_SHORT TASK_: Transcribe, exactly as they appear, only the lines from the one holding "Expected behaviour: a marker sits on the car seat, one" through the end of the entries below.

─── INPUT RECORDS

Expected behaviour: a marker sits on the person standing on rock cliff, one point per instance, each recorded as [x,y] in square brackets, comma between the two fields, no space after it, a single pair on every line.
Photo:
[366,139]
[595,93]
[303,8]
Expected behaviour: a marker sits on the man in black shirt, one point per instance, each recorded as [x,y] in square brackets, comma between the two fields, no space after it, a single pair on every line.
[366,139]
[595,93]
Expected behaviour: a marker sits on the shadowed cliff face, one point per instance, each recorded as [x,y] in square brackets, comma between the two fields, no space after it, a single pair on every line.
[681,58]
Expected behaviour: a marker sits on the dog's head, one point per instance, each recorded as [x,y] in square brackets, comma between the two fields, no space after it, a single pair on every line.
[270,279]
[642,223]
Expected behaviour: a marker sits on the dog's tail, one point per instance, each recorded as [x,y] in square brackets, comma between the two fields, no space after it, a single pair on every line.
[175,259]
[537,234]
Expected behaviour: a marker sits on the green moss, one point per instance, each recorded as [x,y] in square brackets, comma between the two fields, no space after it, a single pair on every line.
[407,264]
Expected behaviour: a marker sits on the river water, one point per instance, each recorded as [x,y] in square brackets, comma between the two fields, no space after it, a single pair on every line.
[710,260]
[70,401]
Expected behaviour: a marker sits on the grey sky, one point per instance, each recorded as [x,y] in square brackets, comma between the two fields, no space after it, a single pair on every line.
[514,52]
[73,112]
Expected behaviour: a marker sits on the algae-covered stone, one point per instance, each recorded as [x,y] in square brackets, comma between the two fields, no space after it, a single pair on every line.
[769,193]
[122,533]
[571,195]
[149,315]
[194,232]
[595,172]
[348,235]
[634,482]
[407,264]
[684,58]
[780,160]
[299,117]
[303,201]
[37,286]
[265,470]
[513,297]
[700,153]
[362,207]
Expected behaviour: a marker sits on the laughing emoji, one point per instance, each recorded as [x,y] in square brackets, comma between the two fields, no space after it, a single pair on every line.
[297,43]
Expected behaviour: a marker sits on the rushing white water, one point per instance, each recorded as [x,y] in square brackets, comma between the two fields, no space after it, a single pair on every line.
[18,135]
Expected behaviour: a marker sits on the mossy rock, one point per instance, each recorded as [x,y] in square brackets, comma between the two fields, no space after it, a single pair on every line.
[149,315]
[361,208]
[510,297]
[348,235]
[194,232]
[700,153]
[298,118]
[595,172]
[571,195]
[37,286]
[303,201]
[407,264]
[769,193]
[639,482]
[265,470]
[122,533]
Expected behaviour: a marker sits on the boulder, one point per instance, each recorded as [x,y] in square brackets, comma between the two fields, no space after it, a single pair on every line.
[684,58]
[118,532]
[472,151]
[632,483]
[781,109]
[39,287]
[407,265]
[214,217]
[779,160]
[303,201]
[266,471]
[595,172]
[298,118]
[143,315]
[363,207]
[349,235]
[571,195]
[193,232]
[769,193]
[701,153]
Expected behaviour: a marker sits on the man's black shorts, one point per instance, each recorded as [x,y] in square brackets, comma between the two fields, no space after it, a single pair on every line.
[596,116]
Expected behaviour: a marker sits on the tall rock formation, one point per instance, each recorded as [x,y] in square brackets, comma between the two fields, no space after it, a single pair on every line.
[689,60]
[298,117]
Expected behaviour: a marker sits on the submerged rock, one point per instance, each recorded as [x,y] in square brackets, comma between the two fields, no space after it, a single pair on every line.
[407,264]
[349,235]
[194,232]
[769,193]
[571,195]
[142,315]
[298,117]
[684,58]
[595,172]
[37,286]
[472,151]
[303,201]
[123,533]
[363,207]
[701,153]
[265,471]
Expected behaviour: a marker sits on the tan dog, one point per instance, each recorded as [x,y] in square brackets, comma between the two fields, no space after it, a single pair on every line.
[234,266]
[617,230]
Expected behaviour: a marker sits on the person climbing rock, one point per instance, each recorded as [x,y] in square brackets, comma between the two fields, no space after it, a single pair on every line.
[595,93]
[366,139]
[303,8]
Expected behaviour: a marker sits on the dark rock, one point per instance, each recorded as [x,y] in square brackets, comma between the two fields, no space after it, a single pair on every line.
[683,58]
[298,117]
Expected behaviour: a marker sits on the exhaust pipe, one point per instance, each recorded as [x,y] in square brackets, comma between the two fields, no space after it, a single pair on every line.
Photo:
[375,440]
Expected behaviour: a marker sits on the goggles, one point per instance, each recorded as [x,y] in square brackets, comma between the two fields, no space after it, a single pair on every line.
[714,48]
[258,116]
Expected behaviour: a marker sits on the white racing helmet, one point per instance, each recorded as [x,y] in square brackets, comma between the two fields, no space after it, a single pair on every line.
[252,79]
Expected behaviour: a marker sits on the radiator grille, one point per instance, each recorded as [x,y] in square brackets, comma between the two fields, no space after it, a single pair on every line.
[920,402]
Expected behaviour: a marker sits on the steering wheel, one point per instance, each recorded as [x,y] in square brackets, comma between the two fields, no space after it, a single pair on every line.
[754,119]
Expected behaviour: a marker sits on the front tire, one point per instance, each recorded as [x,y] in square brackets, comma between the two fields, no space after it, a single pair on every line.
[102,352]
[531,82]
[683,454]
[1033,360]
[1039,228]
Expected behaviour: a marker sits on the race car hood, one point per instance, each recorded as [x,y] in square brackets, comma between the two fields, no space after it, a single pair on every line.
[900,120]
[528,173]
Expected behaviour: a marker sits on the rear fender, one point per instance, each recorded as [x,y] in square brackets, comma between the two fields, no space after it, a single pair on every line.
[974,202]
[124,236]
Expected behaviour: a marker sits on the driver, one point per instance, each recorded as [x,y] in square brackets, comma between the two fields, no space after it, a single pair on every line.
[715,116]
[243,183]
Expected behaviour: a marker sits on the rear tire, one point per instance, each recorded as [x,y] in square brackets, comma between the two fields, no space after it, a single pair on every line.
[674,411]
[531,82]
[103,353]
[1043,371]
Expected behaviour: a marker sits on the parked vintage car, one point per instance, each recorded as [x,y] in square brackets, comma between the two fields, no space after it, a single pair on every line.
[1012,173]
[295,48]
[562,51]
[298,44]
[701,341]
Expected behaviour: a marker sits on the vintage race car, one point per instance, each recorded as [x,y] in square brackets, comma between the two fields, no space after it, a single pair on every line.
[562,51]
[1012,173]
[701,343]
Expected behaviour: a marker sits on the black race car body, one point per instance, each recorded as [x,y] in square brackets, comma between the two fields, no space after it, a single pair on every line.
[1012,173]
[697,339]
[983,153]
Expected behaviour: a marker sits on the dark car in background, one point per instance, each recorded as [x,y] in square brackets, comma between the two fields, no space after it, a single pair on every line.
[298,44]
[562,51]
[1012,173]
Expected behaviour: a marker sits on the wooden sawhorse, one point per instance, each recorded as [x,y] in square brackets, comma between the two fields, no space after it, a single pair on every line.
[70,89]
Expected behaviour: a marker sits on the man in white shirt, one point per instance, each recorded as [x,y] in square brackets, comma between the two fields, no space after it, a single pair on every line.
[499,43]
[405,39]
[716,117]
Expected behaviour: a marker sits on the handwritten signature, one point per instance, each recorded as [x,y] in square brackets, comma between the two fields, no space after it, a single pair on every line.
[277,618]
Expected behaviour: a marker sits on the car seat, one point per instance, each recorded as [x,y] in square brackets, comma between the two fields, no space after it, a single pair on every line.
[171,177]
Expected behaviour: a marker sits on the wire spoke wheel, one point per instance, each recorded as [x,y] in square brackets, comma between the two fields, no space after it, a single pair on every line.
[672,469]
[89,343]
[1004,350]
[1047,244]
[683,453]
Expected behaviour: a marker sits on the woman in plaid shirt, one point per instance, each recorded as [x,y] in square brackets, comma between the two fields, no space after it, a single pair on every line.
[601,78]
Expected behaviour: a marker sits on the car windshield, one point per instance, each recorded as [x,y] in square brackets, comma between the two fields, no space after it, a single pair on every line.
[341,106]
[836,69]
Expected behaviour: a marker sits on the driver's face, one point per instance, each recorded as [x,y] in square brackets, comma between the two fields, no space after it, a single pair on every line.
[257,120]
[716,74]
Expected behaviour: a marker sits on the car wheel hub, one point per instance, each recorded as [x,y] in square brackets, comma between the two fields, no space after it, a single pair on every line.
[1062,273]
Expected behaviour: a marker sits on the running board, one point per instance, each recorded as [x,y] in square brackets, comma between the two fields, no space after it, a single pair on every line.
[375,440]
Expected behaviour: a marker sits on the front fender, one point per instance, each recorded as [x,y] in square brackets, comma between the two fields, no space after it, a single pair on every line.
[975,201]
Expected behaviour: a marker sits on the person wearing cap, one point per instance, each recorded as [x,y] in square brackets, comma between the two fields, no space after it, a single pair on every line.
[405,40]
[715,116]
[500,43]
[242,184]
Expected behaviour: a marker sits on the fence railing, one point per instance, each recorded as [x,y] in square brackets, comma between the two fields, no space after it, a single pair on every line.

──────

_EXPECTED ANSWER_:
Expected behaviour: a marker sits on the car seat, one point per instance, each recorded as [x,y] in square brackets, comma between the two fields, no space after it, a single pair on every line.
[171,177]
Expected behaviour: a marker sits on the wire spoke wheel, one point per instance, each recorded as [x,y] in square brackets, comma between the two fields, no space after it, a single pair on every line.
[672,469]
[89,343]
[1004,350]
[1047,244]
[683,453]
Expected behaviour: a marker sits on the woman in plaid shirt, one point per instance, each recorded as [x,y] in square brackets, comma between the two fields, no space after it, a single pair on every line.
[601,78]
Expected behaviour: a marker sits on the car windshield, one point per instance, each recorded as [x,y] in square brackets, comma between the two fields, no space after it, a single pair on every line.
[341,106]
[836,69]
Expected behaviour: a marker sits on the driver's face, one point per instance, each recorded as [x,y] in square brackets, comma between the two fields, no space after it, a single pair on every line.
[257,120]
[716,74]
Expected behaviour: a marker sits on the car wheel hub, one point per instance, each recorded as [x,y] in square brackets, comma between the two fields, no space after it, a single pair on every line.
[1062,273]
Expected behaviour: a marker sits on the running board, one point per instance, each recorded as [x,y] in square brackets, comma between the two fields, no space after it, a single pair on every line.
[375,440]
Expected behaviour: a marker sits on the front fender, one point per instance, each recorded as [x,y] in square brackets, comma between the two fields, no space after it, a single pair on every line.
[975,201]
Expected behaviour: a marker sits on the person wearing cap, one point per instance, each recorded as [x,y] in square brackets, comma between the two fields, no space after it, a single pair on every line.
[405,40]
[715,116]
[500,43]
[242,184]
Expected behaviour: a marker sits on the fence railing, one point per instance, each recorded as [x,y] in square brackets, comma between the two fields, no space after it, a single pair on every line.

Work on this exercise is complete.